Exercise objective ▸
Lay out every line of the material below, from the line containing "the green bush" down through the last line of the material, as a JSON list of strings with one string per line and blank lines left out.

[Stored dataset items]
[start]
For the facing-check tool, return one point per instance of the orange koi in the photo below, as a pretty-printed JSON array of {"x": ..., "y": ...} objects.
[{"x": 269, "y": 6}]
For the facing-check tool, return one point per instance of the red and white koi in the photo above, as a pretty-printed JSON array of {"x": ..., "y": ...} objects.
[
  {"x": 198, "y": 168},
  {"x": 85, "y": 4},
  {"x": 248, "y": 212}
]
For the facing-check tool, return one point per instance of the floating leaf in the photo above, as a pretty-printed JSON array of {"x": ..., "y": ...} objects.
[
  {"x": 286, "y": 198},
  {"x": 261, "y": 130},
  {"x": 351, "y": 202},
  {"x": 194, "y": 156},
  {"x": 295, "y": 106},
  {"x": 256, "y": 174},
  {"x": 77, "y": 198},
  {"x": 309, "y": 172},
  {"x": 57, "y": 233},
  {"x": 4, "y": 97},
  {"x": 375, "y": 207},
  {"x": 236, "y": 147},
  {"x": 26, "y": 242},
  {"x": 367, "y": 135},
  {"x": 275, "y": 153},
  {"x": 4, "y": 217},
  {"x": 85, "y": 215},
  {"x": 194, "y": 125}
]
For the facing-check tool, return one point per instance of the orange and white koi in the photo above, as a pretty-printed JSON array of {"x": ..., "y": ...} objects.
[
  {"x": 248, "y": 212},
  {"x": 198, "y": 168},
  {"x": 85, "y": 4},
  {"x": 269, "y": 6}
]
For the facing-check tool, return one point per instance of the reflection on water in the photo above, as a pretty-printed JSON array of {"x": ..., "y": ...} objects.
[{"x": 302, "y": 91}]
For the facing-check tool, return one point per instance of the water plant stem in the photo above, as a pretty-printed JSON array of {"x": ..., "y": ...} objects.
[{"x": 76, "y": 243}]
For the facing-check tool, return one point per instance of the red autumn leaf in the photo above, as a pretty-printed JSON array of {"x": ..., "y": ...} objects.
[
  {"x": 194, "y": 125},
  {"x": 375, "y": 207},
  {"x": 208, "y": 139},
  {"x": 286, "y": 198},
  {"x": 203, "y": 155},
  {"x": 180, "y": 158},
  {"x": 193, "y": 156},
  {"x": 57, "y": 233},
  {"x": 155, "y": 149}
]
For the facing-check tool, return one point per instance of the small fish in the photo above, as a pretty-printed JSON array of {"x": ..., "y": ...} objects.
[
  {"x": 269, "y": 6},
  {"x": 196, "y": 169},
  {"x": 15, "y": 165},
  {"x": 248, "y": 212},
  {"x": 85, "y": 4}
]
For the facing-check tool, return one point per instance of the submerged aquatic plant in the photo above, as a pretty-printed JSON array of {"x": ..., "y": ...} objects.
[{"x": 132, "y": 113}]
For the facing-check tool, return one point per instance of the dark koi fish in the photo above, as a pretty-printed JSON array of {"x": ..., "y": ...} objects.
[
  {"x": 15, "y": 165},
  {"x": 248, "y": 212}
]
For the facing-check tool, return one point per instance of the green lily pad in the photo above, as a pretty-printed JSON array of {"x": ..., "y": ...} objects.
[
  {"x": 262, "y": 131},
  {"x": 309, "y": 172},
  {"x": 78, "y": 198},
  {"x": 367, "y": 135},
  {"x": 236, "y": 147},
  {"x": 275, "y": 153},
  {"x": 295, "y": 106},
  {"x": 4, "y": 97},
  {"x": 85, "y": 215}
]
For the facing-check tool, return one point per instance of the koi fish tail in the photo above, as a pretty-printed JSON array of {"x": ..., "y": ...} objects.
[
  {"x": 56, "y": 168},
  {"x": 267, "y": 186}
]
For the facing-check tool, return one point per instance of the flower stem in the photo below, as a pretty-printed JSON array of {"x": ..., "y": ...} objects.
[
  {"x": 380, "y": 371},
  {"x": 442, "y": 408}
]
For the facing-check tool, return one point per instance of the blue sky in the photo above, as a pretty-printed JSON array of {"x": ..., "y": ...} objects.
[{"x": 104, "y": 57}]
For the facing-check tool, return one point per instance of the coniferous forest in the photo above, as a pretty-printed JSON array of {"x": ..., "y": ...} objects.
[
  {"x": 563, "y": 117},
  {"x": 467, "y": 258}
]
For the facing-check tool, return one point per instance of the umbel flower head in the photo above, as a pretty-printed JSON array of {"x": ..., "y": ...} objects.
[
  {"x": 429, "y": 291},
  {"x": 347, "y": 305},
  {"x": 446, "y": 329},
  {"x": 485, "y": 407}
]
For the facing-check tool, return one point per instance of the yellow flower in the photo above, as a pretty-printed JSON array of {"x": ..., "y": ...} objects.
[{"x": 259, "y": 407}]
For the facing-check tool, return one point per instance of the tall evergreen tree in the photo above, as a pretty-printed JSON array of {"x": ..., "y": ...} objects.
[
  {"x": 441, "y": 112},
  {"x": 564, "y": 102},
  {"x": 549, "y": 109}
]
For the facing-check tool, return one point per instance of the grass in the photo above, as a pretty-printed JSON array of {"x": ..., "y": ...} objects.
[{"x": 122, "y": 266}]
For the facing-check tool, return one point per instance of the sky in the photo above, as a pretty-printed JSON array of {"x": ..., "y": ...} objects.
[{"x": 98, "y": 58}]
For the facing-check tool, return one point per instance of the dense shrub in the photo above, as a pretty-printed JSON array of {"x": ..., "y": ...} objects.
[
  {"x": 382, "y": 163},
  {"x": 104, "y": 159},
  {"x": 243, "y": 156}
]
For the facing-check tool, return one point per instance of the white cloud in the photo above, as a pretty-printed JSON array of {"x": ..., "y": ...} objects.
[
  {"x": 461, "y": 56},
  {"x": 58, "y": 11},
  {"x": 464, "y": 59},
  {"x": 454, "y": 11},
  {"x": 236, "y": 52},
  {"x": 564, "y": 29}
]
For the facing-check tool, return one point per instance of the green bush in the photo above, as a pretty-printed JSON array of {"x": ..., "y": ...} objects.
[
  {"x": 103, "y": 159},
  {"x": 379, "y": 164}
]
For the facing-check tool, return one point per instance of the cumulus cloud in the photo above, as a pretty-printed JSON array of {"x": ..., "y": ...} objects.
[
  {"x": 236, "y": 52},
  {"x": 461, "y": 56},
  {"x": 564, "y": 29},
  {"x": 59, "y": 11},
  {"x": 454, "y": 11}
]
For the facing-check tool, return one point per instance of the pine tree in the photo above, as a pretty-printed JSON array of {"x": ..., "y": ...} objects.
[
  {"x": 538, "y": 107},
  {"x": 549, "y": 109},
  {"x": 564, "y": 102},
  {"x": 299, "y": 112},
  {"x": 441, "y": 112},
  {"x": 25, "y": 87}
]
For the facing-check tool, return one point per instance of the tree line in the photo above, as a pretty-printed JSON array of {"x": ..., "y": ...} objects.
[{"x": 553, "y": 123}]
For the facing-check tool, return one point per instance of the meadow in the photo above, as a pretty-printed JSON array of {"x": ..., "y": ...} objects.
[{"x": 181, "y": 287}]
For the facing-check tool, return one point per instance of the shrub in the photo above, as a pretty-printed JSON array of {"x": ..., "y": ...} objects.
[end]
Full answer ▸
[
  "For the facing-check tool, return one point per instance of the green bush in the photo above, as a pretty-printed JSON array of {\"x\": ..., \"y\": ...} objects.",
  "[",
  "  {\"x\": 103, \"y\": 159},",
  "  {\"x\": 379, \"y\": 164}",
  "]",
  "For the facing-check tool, return one point per instance of the cumulus cloud in the photo above, as a pretty-printed JSON array of {\"x\": ..., \"y\": ...} objects.",
  "[",
  "  {\"x\": 236, \"y\": 52},",
  "  {\"x\": 461, \"y\": 56},",
  "  {\"x\": 564, \"y\": 29},",
  "  {\"x\": 59, \"y\": 11},",
  "  {\"x\": 454, \"y\": 11}",
  "]",
  "For the facing-check tool, return one point per instance of the pine tree in the photo above, as a pretty-printed JSON array of {\"x\": ..., \"y\": ...} objects.",
  "[",
  "  {\"x\": 538, \"y\": 107},",
  "  {\"x\": 549, \"y\": 109},",
  "  {\"x\": 564, \"y\": 102},",
  "  {\"x\": 299, \"y\": 112},",
  "  {\"x\": 441, \"y\": 112},",
  "  {\"x\": 25, \"y\": 87}",
  "]",
  "For the facing-check tool, return one point per instance of the tree line in the photo above, as a pretty-printed JSON array of {\"x\": ..., \"y\": ...} objects.",
  "[{\"x\": 553, \"y\": 123}]",
  "For the facing-check tool, return one point per instance of the meadow in the photo above, as a pretty-printed JSON array of {\"x\": ..., \"y\": ...} objects.",
  "[{\"x\": 181, \"y\": 287}]",
  "For the facing-check tool, return one point per instance of the shrub in the photo above, as a pretty-printed JSON array of {\"x\": ..., \"y\": ...} objects."
]